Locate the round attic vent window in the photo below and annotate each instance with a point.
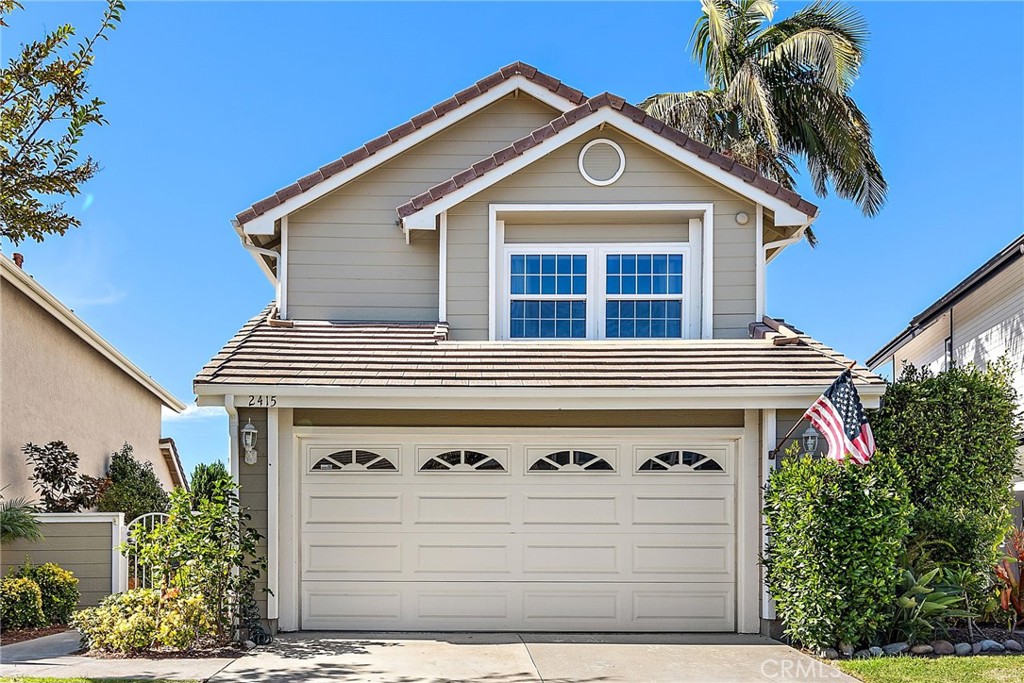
(601, 162)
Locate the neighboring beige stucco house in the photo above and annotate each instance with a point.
(517, 374)
(979, 321)
(61, 381)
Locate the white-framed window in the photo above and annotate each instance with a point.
(604, 291)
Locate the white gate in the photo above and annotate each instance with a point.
(140, 575)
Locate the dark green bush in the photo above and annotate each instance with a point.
(20, 603)
(134, 488)
(954, 436)
(836, 536)
(58, 588)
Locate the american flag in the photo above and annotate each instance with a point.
(840, 416)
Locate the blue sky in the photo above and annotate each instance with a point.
(213, 105)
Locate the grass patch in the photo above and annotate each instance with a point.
(986, 669)
(32, 679)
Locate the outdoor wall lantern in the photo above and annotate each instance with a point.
(249, 442)
(809, 439)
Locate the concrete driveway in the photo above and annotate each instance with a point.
(479, 657)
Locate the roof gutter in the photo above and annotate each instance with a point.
(257, 252)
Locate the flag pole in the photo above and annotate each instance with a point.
(774, 452)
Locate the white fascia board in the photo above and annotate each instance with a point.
(30, 288)
(467, 398)
(784, 214)
(263, 224)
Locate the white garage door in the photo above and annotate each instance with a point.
(538, 530)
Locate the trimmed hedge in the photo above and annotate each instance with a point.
(954, 436)
(836, 536)
(20, 603)
(58, 587)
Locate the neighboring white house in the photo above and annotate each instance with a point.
(517, 374)
(979, 321)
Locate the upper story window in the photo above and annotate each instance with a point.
(597, 291)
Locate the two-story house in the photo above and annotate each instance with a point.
(517, 374)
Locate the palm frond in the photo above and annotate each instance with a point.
(750, 94)
(17, 520)
(713, 33)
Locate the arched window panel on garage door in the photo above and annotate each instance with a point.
(463, 460)
(571, 460)
(693, 460)
(352, 460)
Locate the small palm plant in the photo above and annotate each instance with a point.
(18, 521)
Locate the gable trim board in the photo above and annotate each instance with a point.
(260, 217)
(788, 208)
(11, 273)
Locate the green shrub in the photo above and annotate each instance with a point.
(923, 607)
(141, 619)
(20, 603)
(954, 437)
(134, 488)
(58, 587)
(836, 536)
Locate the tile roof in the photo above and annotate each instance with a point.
(266, 351)
(592, 105)
(411, 126)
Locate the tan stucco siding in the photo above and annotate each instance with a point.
(568, 418)
(53, 386)
(252, 488)
(85, 549)
(649, 177)
(346, 257)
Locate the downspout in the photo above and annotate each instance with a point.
(232, 436)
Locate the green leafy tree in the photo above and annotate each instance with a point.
(954, 435)
(211, 550)
(45, 110)
(780, 92)
(133, 488)
(204, 480)
(55, 478)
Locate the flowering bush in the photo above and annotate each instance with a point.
(57, 586)
(143, 617)
(20, 603)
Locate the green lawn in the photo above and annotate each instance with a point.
(942, 670)
(30, 679)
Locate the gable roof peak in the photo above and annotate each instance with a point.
(438, 111)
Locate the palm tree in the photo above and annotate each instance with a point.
(18, 521)
(780, 92)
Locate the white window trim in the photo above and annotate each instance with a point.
(700, 241)
(597, 295)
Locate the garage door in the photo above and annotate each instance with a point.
(535, 531)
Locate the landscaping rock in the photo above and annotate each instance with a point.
(991, 646)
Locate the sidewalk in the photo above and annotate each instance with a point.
(52, 655)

··········

▶ [Task objective] Your copy should hold every record word for word and none of the pictures.

▶ [Answer in full]
Locate the round attic vent window in the photo below and annotate each instance with a point.
(601, 162)
Locate the neighboring beige stucco house in the photo above and annotate each instance with a point.
(517, 374)
(979, 321)
(61, 381)
Locate the white-framed window in the photo above and annotate each instance with a point.
(604, 291)
Locate the white gate in the photo above and annotate each instance with a point.
(140, 575)
Locate the dark green bush in the photo above and annotate each instance with a point.
(20, 603)
(134, 488)
(954, 436)
(836, 536)
(58, 588)
Locate the american flag in the photo above and annotate each instance with a point.
(840, 416)
Locate the blue sky in the photo above and annotate each instance with a point.
(213, 105)
Locate the grass patch in the photo above and annotate each instance with a point.
(986, 669)
(32, 679)
Locate the outdoor wall lantern in the photo above and annotate each instance with a point.
(249, 442)
(809, 439)
Locate the concrete driveway in the photo above and annotate each instance with a point.
(479, 657)
Locate the roof gutter in the photo above and annotate each instance with a point.
(257, 252)
Locate the flag pole in the photo above and annotate each instance with a point.
(774, 452)
Locate the white fascia board in the photo above and annotate each instance with a point.
(30, 288)
(467, 398)
(784, 214)
(263, 224)
Locate the white garage door in the photo above and annotate each instance with a point.
(538, 530)
Locate the trimmed hedge in the photo above and annotate each instance with a point.
(954, 436)
(836, 536)
(20, 603)
(58, 587)
Locate the neighboring white house in the photo above and annotate each instance with a point.
(517, 374)
(979, 321)
Locate the upper story window in the photo above and annotate each instance with a point.
(597, 291)
Locate the two-story house in the photo above and annotate each instance with a point.
(517, 374)
Locate the palm frond in the photo above and annotate each instance with a point.
(750, 94)
(17, 520)
(713, 33)
Locate the arched window panel on garage door in the photo above and annotate each instance with a point.
(463, 460)
(571, 460)
(693, 460)
(352, 460)
Locate the small palm plant in the photo above and annotate each instance with a point.
(18, 521)
Locate the gable trim board in the photo above and annotate each instance with a point.
(260, 217)
(788, 208)
(11, 273)
Locate the green shrub in the photo above and annotate each instance with a point.
(923, 607)
(141, 619)
(20, 603)
(954, 437)
(134, 488)
(58, 587)
(836, 536)
Locate the tile roof in the photo above and annotate each instance with a point.
(266, 351)
(592, 105)
(411, 126)
Locate the tan stucco siding in the photo above and annotate each instance with a point.
(568, 418)
(53, 386)
(252, 488)
(85, 549)
(649, 177)
(346, 257)
Locate the downspout in the photo above and annotate each instance with a point.
(232, 436)
Locate the green leafy tree in the photo above and annotate each instance with a point.
(954, 435)
(211, 550)
(45, 110)
(780, 92)
(133, 488)
(204, 480)
(55, 478)
Locate the flowering bush in the photo above and annotate each instance with a point.
(57, 586)
(143, 617)
(20, 603)
Locate the green lawn in the photo above and annotate each instance with a point.
(942, 670)
(30, 679)
Locate the gable roof peak in the photo above and annotate each instance with a point.
(438, 111)
Locate the palm tree in the photo above and annotate each instance with a point.
(18, 521)
(780, 92)
Locate the white window trim in the photo above and annotate each instance with a point.
(700, 241)
(597, 295)
Locate the garage door in the photo above and annotate each instance with a point.
(535, 531)
Locate the landscaping rock in the photo above and annotate each instance with a point.
(991, 646)
Locate the sidewalk in the photo above and annotate each instance with a point.
(52, 655)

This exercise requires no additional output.